[Start]
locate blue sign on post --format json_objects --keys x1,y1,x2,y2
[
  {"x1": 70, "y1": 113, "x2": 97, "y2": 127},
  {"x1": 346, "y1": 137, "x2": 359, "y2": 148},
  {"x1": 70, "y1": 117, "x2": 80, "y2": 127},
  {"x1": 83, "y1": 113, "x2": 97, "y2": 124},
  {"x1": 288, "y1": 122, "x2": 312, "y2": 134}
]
[End]
→ WHAT THE EXERCISE ASKS
Write out the records above line for line, with no changes.

→ SOLUTION FOR THIS EXERCISE
locate blue sign on post --format json_objects --keys x1,y1,x2,y2
[
  {"x1": 70, "y1": 113, "x2": 97, "y2": 127},
  {"x1": 346, "y1": 137, "x2": 359, "y2": 148},
  {"x1": 70, "y1": 117, "x2": 80, "y2": 127},
  {"x1": 83, "y1": 113, "x2": 97, "y2": 124},
  {"x1": 288, "y1": 122, "x2": 312, "y2": 134}
]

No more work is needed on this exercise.